(PROBLEM STATEMENT) Keep the pictures out of the copy and repeat the records exactly.

(INFORMATION SUPPLIED)
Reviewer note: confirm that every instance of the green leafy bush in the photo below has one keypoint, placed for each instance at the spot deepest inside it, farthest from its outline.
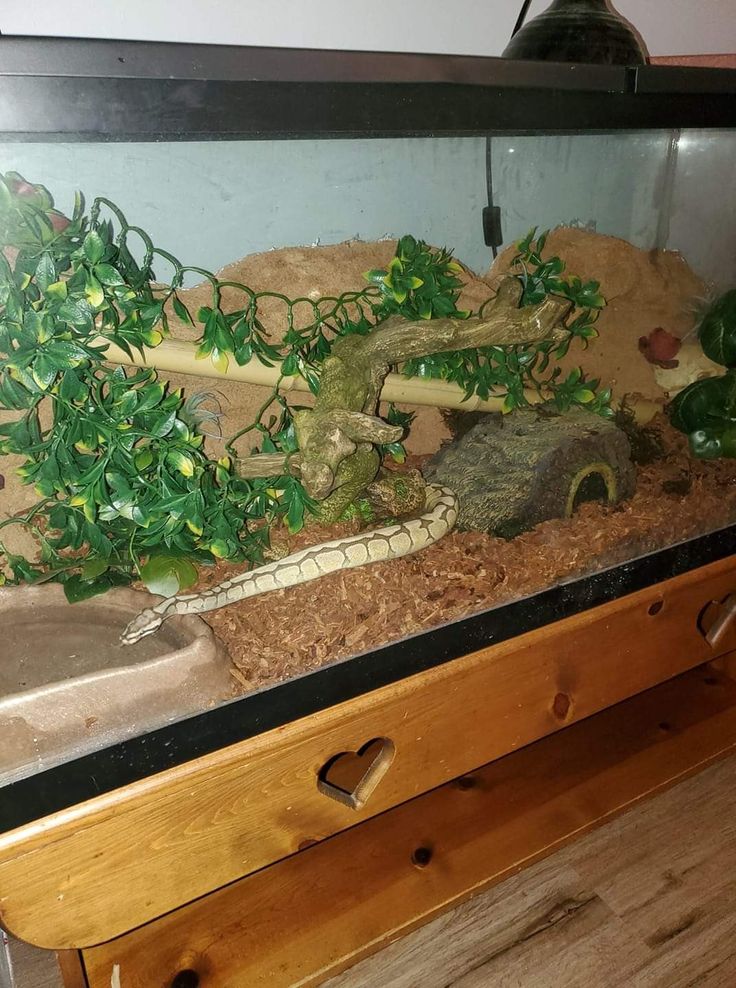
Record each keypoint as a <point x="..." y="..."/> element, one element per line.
<point x="116" y="457"/>
<point x="706" y="409"/>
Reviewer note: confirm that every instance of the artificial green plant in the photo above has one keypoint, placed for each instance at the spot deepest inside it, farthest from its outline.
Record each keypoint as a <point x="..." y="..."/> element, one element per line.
<point x="706" y="409"/>
<point x="116" y="457"/>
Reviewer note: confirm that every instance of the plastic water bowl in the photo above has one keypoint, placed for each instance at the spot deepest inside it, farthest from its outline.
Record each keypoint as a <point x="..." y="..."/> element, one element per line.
<point x="67" y="685"/>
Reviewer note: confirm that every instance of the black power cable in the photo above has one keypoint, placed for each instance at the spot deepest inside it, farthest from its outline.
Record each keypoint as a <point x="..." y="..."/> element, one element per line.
<point x="522" y="16"/>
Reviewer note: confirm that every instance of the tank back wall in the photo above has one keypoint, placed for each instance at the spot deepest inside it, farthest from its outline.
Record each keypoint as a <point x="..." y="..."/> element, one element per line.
<point x="213" y="202"/>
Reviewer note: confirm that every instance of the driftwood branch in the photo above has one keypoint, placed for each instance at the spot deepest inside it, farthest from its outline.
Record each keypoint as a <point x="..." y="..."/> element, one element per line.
<point x="338" y="437"/>
<point x="268" y="465"/>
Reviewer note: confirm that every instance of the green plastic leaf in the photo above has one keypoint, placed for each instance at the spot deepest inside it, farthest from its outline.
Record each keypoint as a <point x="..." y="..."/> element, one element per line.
<point x="143" y="460"/>
<point x="181" y="462"/>
<point x="167" y="575"/>
<point x="93" y="247"/>
<point x="45" y="271"/>
<point x="108" y="275"/>
<point x="718" y="330"/>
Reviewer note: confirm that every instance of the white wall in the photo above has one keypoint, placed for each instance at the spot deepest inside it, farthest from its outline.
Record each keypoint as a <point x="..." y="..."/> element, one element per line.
<point x="472" y="27"/>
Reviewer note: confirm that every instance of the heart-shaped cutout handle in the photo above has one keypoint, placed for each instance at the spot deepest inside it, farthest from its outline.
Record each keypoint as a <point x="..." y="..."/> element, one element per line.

(RESULT OF THE TASK)
Reviewer note: confirm that every instance of the green leafy bush in the photo below has one keypoint, placed for each instance at the spot deepest inside it, farthest from its outline.
Record each keypoint as a <point x="..." y="..."/> element, one element per line.
<point x="116" y="457"/>
<point x="706" y="409"/>
Reviewer note: confirm that every instance of the artificial green plant in the photo above has one keypoint, placed for each instance at the spot deepest inside it, farthest from its outline.
Record each keypoint as a <point x="..." y="..."/> element, one element per line.
<point x="706" y="409"/>
<point x="116" y="457"/>
Reviewer note: confirm that every instance of the plastic water bowl in the photo above has one keypoint, placed for each instance at the spot deepest inside it, farthest from its outline.
Record each keypoint as a <point x="..." y="..."/> element, one element per line.
<point x="67" y="685"/>
Reviewer note: confirm that every instance of the black power cable in the photo above has one keypoint, placed for each instance at the spot deepest inside it, farthest from its outline.
Record each keypoint as a <point x="..." y="..."/> element, one element per line.
<point x="522" y="16"/>
Reviewer note: confirm that every instance of the tank back wall in the photo above has one keypoint, placed for each instance at the spot deepest inside it, farthest from its outline.
Record each keypoint as a <point x="..." y="..."/> element, one element per line.
<point x="213" y="202"/>
Reviewer note: confirm that every instance of the driftwood branch in the photo above has one keypoint, placed for each instance at the spot deepest inside it, farthest from its outline.
Record each keypoint as a <point x="..." y="..."/> element, one element per line.
<point x="338" y="437"/>
<point x="268" y="465"/>
Reviewer note: confirm that every instance of the green plastic leaf in the photo above has one keypoint, placed for each instance at the spot deepest inside it, farthest from its outline.
Record each keypoint as a <point x="..." y="..."/> element, one element per line.
<point x="143" y="460"/>
<point x="181" y="462"/>
<point x="167" y="575"/>
<point x="93" y="247"/>
<point x="45" y="271"/>
<point x="108" y="275"/>
<point x="718" y="330"/>
Reviewer note: confirm that every instance of the white wall in the photo above has one keypoint, placed for each instance at the spot deepest inside it, farthest from its outline.
Record each keypoint as a <point x="..." y="..."/> element, one element per line.
<point x="472" y="27"/>
Reviewer note: confirm that every instance of the heart-shaped cutout handle in the photo above has one keypoint, placed for each instance at the spot deepest inside it, farthest from its outline.
Record each keypoint as a <point x="..." y="..."/> element, one element per line.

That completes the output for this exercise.